What you are asked to do:
Everything in the records except the pictures needs to be printed again exactly.

Extracted information:
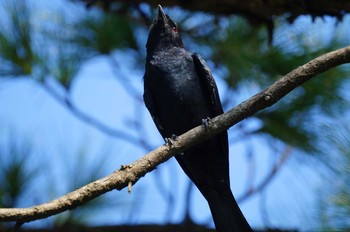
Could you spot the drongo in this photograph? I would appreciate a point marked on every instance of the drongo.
(179, 92)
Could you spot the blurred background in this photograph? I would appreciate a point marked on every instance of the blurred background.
(71, 111)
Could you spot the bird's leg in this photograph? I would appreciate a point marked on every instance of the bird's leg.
(205, 122)
(170, 141)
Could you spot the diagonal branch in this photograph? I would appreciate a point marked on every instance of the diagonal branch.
(130, 174)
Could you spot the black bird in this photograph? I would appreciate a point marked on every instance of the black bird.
(179, 92)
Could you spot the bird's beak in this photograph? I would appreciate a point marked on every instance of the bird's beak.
(161, 15)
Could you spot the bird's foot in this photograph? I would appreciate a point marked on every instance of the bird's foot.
(170, 141)
(205, 122)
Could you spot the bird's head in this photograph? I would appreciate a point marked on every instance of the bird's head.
(163, 33)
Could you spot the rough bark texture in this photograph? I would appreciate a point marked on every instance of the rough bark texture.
(129, 174)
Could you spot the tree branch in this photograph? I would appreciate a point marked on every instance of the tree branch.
(133, 172)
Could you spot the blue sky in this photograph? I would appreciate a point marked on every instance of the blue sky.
(58, 138)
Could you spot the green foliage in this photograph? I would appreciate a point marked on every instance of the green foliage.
(15, 174)
(104, 32)
(335, 211)
(250, 64)
(16, 52)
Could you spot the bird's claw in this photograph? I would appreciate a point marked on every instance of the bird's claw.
(205, 122)
(170, 141)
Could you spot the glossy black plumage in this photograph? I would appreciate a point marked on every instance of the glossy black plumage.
(179, 91)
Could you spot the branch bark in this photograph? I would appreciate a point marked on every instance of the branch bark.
(133, 172)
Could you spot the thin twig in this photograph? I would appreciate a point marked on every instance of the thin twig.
(133, 172)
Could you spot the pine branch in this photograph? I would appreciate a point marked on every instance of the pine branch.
(130, 174)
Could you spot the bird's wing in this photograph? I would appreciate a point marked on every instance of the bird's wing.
(148, 99)
(208, 84)
(211, 91)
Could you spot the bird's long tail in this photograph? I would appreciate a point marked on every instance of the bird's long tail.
(225, 211)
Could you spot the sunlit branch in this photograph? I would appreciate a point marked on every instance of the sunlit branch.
(133, 172)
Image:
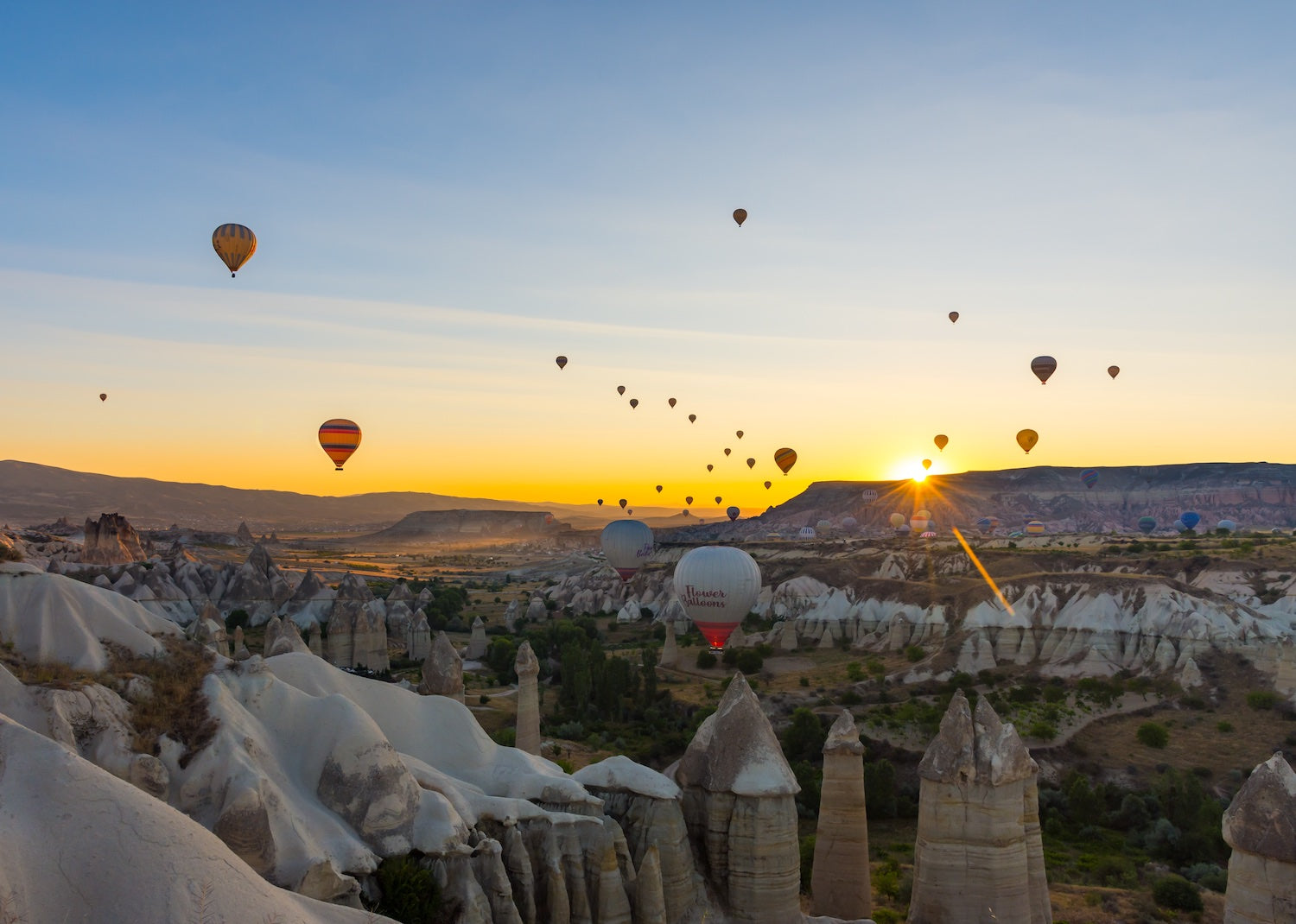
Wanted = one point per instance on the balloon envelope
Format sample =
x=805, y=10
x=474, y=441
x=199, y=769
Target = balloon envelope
x=1044, y=367
x=627, y=543
x=717, y=586
x=235, y=244
x=339, y=438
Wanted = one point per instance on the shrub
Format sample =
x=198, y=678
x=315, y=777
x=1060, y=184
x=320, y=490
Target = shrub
x=1153, y=735
x=1178, y=893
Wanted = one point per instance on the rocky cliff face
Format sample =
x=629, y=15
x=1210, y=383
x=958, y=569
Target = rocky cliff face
x=111, y=541
x=1260, y=826
x=979, y=853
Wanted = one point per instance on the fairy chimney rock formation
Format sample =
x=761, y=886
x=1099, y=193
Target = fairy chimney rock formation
x=442, y=670
x=528, y=700
x=740, y=810
x=111, y=541
x=1260, y=826
x=840, y=884
x=979, y=853
x=477, y=642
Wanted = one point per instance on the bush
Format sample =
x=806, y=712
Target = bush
x=1178, y=893
x=1153, y=735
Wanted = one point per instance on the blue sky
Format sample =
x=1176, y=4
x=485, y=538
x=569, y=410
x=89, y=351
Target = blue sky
x=446, y=194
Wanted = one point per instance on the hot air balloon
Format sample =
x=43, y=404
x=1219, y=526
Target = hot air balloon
x=1044, y=367
x=339, y=438
x=235, y=244
x=627, y=545
x=717, y=586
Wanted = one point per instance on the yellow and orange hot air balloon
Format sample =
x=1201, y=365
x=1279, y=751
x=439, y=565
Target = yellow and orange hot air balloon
x=339, y=438
x=235, y=244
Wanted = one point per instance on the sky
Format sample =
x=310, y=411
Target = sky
x=446, y=196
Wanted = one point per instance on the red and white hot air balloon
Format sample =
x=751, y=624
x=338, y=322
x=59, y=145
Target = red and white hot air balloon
x=717, y=586
x=627, y=545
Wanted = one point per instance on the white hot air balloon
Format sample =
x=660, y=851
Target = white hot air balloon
x=627, y=543
x=717, y=586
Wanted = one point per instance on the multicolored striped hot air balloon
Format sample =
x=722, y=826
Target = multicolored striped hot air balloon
x=235, y=244
x=340, y=438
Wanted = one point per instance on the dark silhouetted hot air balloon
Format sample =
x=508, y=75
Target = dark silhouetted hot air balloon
x=235, y=244
x=627, y=546
x=339, y=438
x=717, y=586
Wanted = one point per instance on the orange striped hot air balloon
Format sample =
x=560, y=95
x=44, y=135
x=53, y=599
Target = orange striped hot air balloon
x=235, y=244
x=339, y=438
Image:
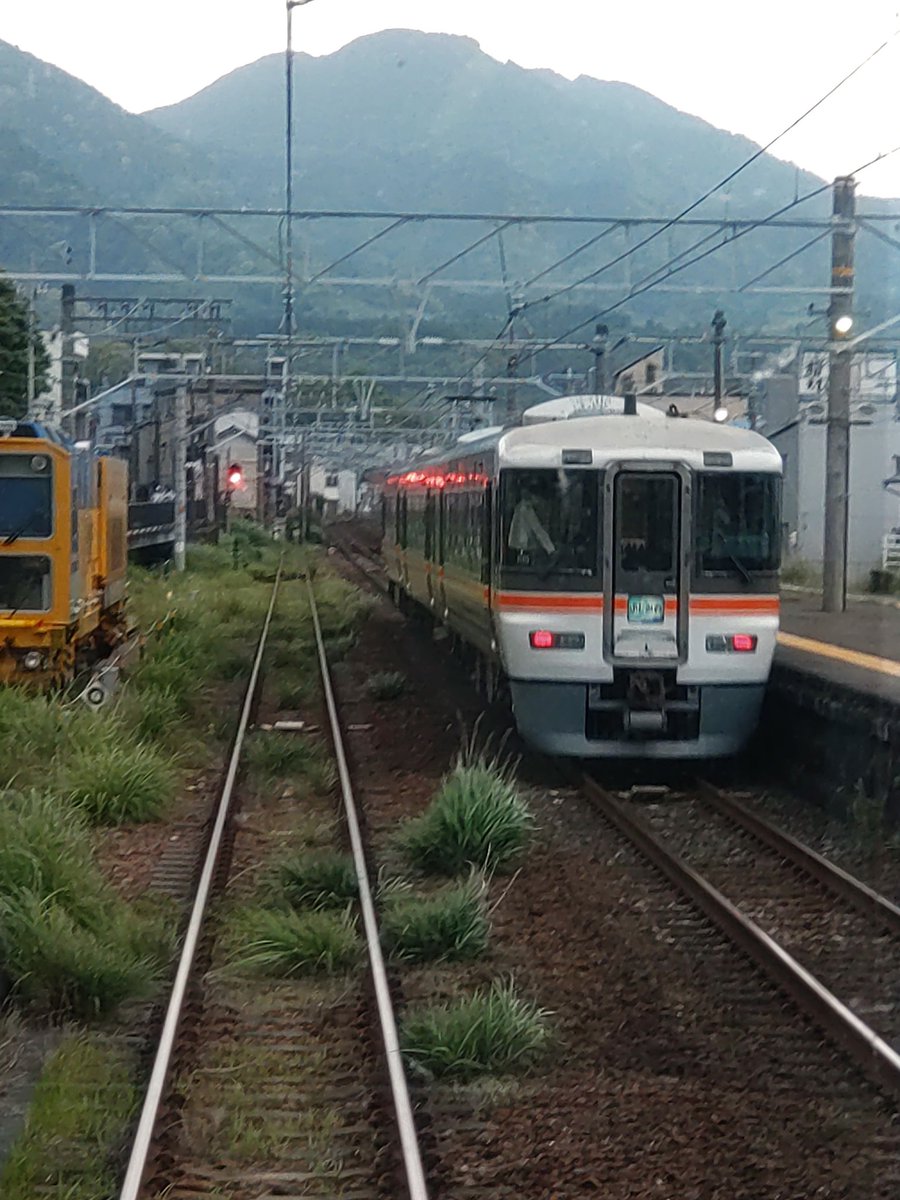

Result:
Could you spot the drongo in this photograph? I would appreciate a point marked on every instance of the drongo.
(179, 92)
Could you spot the blurred background in this photograph? I would appreciate a point marked on every instance of the blurred background.
(71, 111)
Could you spot the bird's leg in this photograph? I would appreciate a point marked on every instance of the bird's leg.
(205, 122)
(170, 141)
Could you spot the diagonal branch in this photograph? I would appreciate a point marked on every instance of the diagonal branch.
(130, 174)
Could you spot the black bird in this photograph? I would appreciate a point marked on every instance of the black bird.
(179, 92)
Could you spot the bird's beak in this photograph? I would appreciate a point marked on every instance of the bird's beak.
(161, 15)
Could you spot the bird's foot in this photograph? I would appreciate a point marked on every instance of the bird's foot.
(170, 141)
(205, 122)
Could you spot the bird's head in this photograph? I would appreciate a point marked on every instance of the bird's head.
(163, 33)
Could you spot the rough bark texture in this photograph? I would appreciate a point marked on every instance of the rough bark texture.
(129, 174)
Could you spot the tree branch in this photograph? I would appreciate a point marked on every instance of the tree branch.
(133, 172)
Could you spot the blue sky in this photograph? I would appreciate a point marked on every instance of the blue sky.
(58, 138)
Could you spot the green foliage in this photograph? I would appreciate a point marked on every instance of the green foliage.
(15, 174)
(104, 32)
(335, 211)
(250, 64)
(16, 52)
Could you spot the bird's claw in this photograph? I would appreciate a point marked on every instance of the bird's claw.
(205, 122)
(170, 141)
Could you spot the glossy black plumage in this photograph? I would appreciate a point marked on every instance of the glossy black plumage.
(179, 91)
Could you spot the branch bark in this photograph? I would appreciate a point marked on every instance of the branch bark.
(133, 172)
Could you spot the thin twig in this photograph? I would appreciate a point marked on every instance of the thin twig.
(133, 172)
Could you spot the pine branch in this photograph? I would appreciate a point marked on every instance of the pine branch.
(130, 174)
Could you spot the bird's wing in this photograph? I would appreciate a point marked on every instance of the bird's wing.
(148, 99)
(208, 84)
(211, 91)
Could you spot the bird's long tail in this photograph? I would appreciate a point marked on every instance of the bird's long tail.
(225, 211)
Could you spot the sunlit branch in this photograph? I would appreciate a point marked on every instance of the sunlit branch.
(133, 172)
Image:
Wanted = one point per instance on the balloon envelope
Format sample =
x=805, y=10
x=474, y=441
x=199, y=769
Target = balloon envelope
x=1044, y=367
x=627, y=543
x=717, y=586
x=235, y=244
x=339, y=438
Wanted = one point per instance on the shrub
Format sample =
x=198, y=678
x=315, y=777
x=1060, y=184
x=320, y=490
Target = shrub
x=1153, y=735
x=1178, y=893
Wanted = one point per instance on the rocky cliff face
Format sample =
x=629, y=15
x=1210, y=383
x=958, y=569
Target = rocky cliff face
x=111, y=541
x=1260, y=826
x=979, y=853
Wanted = one point per instance on the fairy chimney rock formation
Format sample =
x=761, y=886
x=1099, y=193
Target = fairy chimney rock formation
x=442, y=670
x=528, y=700
x=740, y=810
x=111, y=541
x=1260, y=826
x=840, y=884
x=979, y=853
x=477, y=642
Wanted = one point per instance on the bush
Format sample =
x=806, y=712
Target = bush
x=1178, y=893
x=1153, y=735
Wanted = one point per instance on the blue sky
Format sample =
x=1176, y=4
x=485, y=538
x=569, y=410
x=89, y=351
Target = blue sky
x=446, y=194
Wanted = one point per instance on the hot air balloon
Format sample =
x=43, y=404
x=1219, y=526
Target = hot air balloon
x=1044, y=367
x=339, y=438
x=235, y=244
x=627, y=545
x=717, y=586
Wanted = one point per instance on the yellow and orange hot air balloon
Format sample =
x=1201, y=365
x=1279, y=751
x=439, y=565
Target = yellow and orange hot air balloon
x=339, y=438
x=235, y=244
Wanted = one point per instance on the sky
Format sample =
x=310, y=411
Target = sky
x=446, y=196
Wanted = one point per instance on the red and white hot air balloon
Format sample =
x=751, y=624
x=338, y=322
x=59, y=145
Target = red and white hot air balloon
x=717, y=586
x=627, y=545
Wanted = one point per instance on the white hot air balloon
Format sample =
x=660, y=851
Target = white hot air balloon
x=627, y=543
x=717, y=586
Wanted = one point per instance on the multicolored striped hot air balloon
Format sample =
x=722, y=826
Target = multicolored striped hot air balloon
x=235, y=244
x=340, y=438
Wanted = one point per instance on the dark silhouetted hot air balloon
Format sample =
x=508, y=75
Target = dark silhouetted hot air balloon
x=235, y=244
x=627, y=546
x=339, y=438
x=717, y=586
Wanted = one point per instance on the orange striped hot air balloon
Format sample =
x=560, y=95
x=44, y=135
x=53, y=599
Target = orange striped hot air balloon
x=235, y=244
x=339, y=438
Image:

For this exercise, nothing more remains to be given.